→ Available records:
※ ※ ※
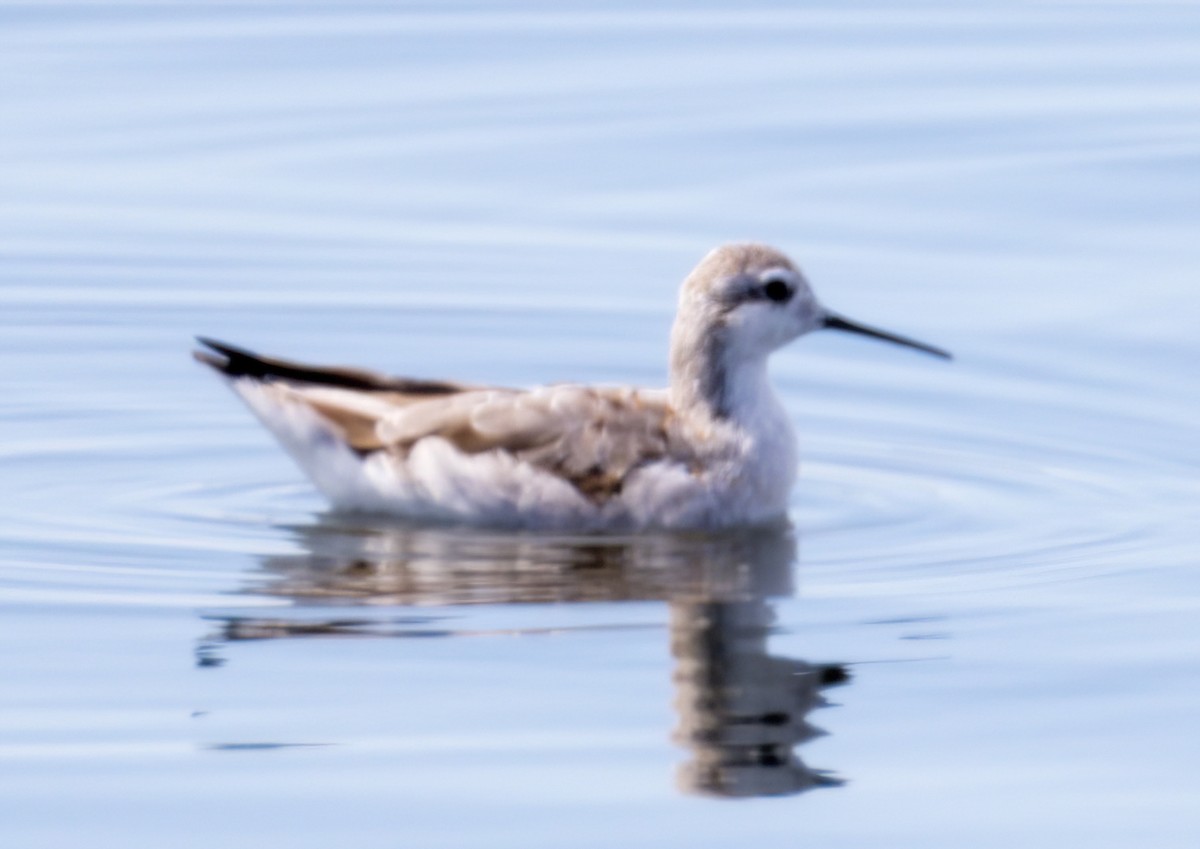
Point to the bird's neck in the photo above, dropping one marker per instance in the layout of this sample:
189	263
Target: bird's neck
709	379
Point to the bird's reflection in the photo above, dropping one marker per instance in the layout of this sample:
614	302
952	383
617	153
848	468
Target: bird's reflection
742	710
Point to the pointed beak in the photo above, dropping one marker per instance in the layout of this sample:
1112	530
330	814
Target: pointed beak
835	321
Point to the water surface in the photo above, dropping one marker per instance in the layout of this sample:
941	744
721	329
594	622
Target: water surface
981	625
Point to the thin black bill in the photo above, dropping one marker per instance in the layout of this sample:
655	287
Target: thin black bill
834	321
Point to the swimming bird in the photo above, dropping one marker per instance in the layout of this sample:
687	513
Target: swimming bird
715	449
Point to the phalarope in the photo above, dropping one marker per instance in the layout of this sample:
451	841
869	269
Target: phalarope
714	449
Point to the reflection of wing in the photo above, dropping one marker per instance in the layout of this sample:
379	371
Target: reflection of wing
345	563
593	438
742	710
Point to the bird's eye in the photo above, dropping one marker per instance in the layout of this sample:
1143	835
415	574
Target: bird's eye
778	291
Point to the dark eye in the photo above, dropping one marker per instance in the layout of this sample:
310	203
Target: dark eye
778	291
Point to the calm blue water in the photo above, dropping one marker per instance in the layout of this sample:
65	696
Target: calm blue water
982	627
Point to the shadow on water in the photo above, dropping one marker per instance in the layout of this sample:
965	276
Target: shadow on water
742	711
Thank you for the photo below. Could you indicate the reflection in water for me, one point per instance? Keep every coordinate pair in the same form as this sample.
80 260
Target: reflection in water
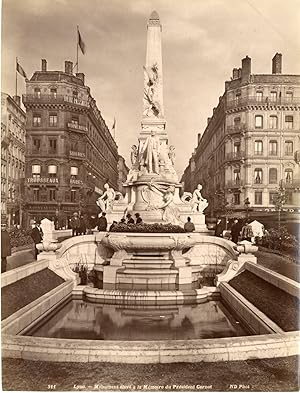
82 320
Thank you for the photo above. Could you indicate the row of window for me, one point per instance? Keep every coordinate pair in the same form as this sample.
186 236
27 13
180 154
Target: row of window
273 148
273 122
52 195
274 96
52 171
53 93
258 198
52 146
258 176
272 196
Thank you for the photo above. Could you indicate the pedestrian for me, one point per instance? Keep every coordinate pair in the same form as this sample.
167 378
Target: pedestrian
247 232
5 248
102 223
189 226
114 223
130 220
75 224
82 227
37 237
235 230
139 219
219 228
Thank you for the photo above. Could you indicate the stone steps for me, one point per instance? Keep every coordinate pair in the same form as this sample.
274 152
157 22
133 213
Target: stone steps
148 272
※ ※ ※
→ Problem statement: In the reply, each line of the data must appear exactly as written, and no picture may appear.

→ Answer space:
Point to the bird's neck in the photo above, dropping one marker per instance in the layout of this sample:
189	263
Target: bird's neck
709	379
Point to the bird's reflection in the photo above, dropping one marker per instance in the layout of this sample:
614	302
952	383
617	153
848	468
Target: bird's reflection
742	710
Point to the pointed beak in the photo above, dropping one marker per instance in the layout of this sample:
1112	530
330	814
Target: pointed beak
835	321
Point to the water surface in the photo above, dropping one marker per instance in the layout of this sample:
941	744
721	329
594	622
Target: water surface
981	625
Point to the thin black bill in the photo above, dropping one marker per instance in the layout of this sample:
655	287
Target: thin black bill
834	321
Point to the swimming bird in the photo above, dropping one marker per instance in the layout of this sample:
687	513
Target: swimming bird
715	449
Point to the phalarope in the photo above, dropping one marker per instance in the layout of this sample:
451	841
869	269
Target: phalarope
714	449
Point to the reflection of wing in the photo above, dropping one marker per instance in the layout of this sample:
379	371
Target: reflection of wing
345	563
593	438
742	710
Point to the bird's eye in the photo above, dropping one marker per instance in the layout of this sample:
1143	835
415	574
Target: bird's eye
778	291
Point to the dark eye in the photo above, dropping one marker per instance in the layout of this sample:
310	203
Target: dark eye
778	291
Point to the calm blue water in the photo above, dropping one marker per instance in the layout of this sample:
65	696
Target: calm blue water
982	627
Point to the shadow on water in the photo above, dropping one marker per instance in the layout of this sample:
965	276
Target: shadow on water
742	711
Thank you for the photo below. Could you indicate the reflection in water for me, one point per instance? Keep every coordinate pair in the same form as this sample.
80 260
Target: reflection in water
82 320
Thank you for the photo above. Could you indicate the row of window for me, one point per instance? Keep every coordinate pair in the same form as this sample.
186 236
27 13
180 154
Target: row of window
273 148
273 122
52 195
274 96
52 171
53 93
258 198
52 146
258 176
272 196
Thank you for the photo above. Could you indicate the pedestrian for me, one point per instance? Keep every coordinate pair in the same form as this sample.
167 378
Target: pedestrian
247 232
5 248
102 223
189 226
114 223
130 220
75 224
82 227
37 237
235 230
139 219
219 228
Thank you for the photo above. Could you indicate the stone steps for me, one point per instance? Keep every coordinate pair in the same form as this sample.
274 152
157 22
133 213
Target: stone steps
148 272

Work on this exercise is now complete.